◆ PROMPT 1 ◆
Summarize the market report below in two sentences.
◆ PROMPT 2 ◆
Reproduce the market report word for word, starting at "The European markets" and ending at "start of the year.".

◆ TEXT PASSAGE ◆
☆ ☆ ☆ ☆ ☆ ☆ ☆
The Paris Bourse is stepping up its losses, posting one of the biggest declines of the year: the CAC40 unexpectedly fell by -2.6% to 7,120, down 300 points since mid-afternoon last Friday.

The European markets have been hit by a real cold shower, with the Euro-Stoxx50 pulverizing the 4,300 support level and now posting a -2.3% drop to 4,250.
On Wall Street, the US indices posted a homogeneous -1% decline, but this could widen if the technos start to correct.
Traders are suddenly worried about the economy and the effects of the Federal Reserve's monetary policy.
Until now, they have ignored all the Fed's reminders of the need to pursue a "restrictive" monetary policy until inflation has returned to around its 2% target.

According to the Fed's 'minutes', the US economy - under the effect of rising interest rates - could be heading for a recession by the end of the year.

The markets are anticipating a 'soft landing', hence a gain of +15% since the start of the year.

Numerous economic indicators have been published, including the eagerly-awaited ADP survey of private employment, unemployment benefit registrations and the ISM services index.

And a big surprise: private-sector hiring rose sharply last month in the USA (+497,000, 2 times more than expected), providing a further sign of the strength of the US labor market

This is a spectacular upturn after May's 278,000 job creations... already considered a 'robust' score).

According to ADP, the leisure, hospitality, transportation, education and healthcare sectors were the most dynamic.

In another surprise, the US trade deficit contracted by -7.3% to -$74.4 billion in May, due to imports shrinking at a faster pace than exports.
☆ ☆ ☆ ☆ ☆ ☆ ☆
◆ SOURCE MATERIAL ◆
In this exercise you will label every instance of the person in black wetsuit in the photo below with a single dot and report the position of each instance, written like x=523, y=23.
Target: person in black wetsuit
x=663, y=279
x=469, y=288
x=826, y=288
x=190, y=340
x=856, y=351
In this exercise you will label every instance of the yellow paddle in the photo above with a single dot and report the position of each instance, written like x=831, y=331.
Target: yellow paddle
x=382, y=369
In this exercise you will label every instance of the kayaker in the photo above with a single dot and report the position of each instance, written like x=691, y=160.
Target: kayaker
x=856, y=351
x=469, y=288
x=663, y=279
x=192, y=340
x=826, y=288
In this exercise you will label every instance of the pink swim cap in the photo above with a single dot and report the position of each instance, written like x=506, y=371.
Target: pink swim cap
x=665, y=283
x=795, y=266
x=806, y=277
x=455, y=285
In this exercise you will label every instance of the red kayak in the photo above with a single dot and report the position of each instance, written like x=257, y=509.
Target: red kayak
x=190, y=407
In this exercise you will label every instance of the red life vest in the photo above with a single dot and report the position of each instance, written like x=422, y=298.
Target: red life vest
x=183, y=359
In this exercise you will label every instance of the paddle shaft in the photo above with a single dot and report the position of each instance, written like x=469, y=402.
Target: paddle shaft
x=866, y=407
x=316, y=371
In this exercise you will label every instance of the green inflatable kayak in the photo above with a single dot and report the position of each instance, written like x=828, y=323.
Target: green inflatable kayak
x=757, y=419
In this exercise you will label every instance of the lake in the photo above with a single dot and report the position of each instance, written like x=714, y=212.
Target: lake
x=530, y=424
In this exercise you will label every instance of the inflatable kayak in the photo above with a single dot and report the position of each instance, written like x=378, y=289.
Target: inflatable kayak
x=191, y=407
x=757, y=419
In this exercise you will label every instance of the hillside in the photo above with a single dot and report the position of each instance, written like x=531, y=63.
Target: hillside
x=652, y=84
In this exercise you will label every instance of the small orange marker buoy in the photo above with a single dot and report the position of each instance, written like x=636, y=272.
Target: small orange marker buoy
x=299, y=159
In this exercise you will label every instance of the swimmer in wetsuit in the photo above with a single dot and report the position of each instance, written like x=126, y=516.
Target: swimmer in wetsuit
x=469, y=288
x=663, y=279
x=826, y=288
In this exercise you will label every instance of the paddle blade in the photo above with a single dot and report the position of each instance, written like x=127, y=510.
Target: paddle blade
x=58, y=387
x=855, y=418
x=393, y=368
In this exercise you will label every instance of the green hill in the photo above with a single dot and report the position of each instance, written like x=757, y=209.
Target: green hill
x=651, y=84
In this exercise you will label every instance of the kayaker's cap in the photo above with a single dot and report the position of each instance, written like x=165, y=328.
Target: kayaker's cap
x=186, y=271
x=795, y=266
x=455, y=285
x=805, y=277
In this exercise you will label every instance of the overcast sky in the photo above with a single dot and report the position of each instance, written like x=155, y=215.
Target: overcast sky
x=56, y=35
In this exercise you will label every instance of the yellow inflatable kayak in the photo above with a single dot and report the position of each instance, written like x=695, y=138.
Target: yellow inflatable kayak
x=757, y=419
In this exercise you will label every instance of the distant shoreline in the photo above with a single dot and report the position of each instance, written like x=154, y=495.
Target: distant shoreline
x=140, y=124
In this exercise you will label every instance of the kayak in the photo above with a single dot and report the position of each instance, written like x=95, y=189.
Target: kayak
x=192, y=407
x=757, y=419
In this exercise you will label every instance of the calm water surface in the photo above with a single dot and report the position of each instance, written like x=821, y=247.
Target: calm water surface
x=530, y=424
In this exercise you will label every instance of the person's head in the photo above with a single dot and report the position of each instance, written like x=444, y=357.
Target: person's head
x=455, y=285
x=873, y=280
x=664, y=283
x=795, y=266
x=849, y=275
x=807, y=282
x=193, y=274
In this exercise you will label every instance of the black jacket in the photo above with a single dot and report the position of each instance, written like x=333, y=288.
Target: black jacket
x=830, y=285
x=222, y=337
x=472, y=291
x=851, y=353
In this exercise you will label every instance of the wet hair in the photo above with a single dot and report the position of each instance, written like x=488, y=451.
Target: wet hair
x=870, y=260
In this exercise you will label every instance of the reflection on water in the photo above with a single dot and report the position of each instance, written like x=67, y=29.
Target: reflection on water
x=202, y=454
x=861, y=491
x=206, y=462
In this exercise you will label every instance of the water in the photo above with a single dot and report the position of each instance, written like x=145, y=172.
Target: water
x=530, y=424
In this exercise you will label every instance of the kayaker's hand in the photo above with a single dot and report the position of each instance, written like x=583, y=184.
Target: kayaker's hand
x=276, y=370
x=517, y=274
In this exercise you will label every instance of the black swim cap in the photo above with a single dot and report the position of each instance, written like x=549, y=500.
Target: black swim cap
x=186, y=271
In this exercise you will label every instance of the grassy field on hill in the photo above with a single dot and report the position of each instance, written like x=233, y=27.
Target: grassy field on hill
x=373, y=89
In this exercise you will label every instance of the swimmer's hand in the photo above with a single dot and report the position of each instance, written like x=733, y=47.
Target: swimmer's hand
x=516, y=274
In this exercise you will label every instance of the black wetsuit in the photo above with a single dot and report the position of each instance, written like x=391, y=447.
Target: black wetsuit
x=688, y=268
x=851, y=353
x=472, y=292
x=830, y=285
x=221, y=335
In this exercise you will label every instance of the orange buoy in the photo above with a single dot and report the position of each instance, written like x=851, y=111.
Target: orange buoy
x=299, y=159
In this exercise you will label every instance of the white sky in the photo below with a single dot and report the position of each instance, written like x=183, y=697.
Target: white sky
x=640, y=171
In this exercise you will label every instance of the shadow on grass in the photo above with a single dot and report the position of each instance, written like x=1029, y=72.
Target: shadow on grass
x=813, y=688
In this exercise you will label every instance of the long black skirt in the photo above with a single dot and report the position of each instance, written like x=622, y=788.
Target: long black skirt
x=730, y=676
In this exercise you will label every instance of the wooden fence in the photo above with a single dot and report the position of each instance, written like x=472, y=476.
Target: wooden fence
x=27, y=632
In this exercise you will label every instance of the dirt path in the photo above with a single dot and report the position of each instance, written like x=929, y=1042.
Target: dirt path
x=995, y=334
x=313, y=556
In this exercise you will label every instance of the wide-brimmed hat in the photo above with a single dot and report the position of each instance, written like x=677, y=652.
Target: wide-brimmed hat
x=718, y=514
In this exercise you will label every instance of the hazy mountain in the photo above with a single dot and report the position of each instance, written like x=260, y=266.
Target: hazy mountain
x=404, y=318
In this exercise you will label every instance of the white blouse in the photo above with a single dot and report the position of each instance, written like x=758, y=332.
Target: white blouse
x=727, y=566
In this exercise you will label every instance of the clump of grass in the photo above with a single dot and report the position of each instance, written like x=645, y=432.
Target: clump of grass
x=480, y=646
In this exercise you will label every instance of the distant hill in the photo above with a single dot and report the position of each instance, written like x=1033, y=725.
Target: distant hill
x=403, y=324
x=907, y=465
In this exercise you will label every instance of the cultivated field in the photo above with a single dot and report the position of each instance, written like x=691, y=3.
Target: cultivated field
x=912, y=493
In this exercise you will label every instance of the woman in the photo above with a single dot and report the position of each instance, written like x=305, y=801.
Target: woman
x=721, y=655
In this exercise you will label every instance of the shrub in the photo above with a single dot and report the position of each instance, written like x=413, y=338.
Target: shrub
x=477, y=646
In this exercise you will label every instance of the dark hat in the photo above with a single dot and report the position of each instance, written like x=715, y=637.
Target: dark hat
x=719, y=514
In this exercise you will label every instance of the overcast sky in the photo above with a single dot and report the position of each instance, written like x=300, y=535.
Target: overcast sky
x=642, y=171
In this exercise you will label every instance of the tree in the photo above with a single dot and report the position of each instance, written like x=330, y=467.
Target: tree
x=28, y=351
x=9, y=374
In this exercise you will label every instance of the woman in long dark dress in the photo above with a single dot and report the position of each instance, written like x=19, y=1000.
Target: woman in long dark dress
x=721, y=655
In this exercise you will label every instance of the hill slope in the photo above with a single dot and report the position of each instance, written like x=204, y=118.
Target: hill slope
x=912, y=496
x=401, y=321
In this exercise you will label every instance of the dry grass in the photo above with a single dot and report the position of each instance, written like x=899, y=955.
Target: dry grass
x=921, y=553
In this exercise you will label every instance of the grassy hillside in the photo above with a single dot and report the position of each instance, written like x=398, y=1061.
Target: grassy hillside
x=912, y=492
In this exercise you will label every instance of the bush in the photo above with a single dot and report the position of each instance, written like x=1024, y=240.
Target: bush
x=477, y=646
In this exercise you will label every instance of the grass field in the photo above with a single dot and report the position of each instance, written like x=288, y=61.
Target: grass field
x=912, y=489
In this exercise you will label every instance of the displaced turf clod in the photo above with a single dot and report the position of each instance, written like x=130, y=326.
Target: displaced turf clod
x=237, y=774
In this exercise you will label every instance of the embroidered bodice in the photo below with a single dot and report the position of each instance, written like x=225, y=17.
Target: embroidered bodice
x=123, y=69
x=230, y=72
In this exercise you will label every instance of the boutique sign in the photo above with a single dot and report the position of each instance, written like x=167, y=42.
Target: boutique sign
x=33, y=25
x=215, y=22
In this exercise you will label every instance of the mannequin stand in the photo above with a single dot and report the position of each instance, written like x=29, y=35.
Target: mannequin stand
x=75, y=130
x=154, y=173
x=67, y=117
☆ ☆ ☆ ☆ ☆ ☆ ☆
◆ RESPONSE 1 ◆
The CAC40 fell 2.6% to 7,120 and the Euro-Stoxx50 dropped 2.3% to 4,250, while US indices declined 1% as traders suddenly grew worried about the economy and the Federal Reserve's monetary policy. US data brought surprises: ADP reported private-sector hiring of 497,000 last month, twice the expected figure, and the US trade deficit shrank 7.3% to $74.4 billion in May.

◆ RESPONSE 2 ◆
The European markets have been hit by a real cold shower, with the Euro-Stoxx50 pulverizing the 4,300 support level and now posting a -2.3% drop to 4,250.
On Wall Street, the US indices posted a homogeneous -1% decline, but this could widen if the technos start to correct.
Traders are suddenly worried about the economy and the effects of the Federal Reserve's monetary policy.
Until now, they have ignored all the Fed's reminders of the need to pursue a "restrictive" monetary policy until inflation has returned to around its 2% target.

According to the Fed's 'minutes', the US economy - under the effect of rising interest rates - could be heading for a recession by the end of the year.

The markets are anticipating a 'soft landing', hence a gain of +15% since the start of the year.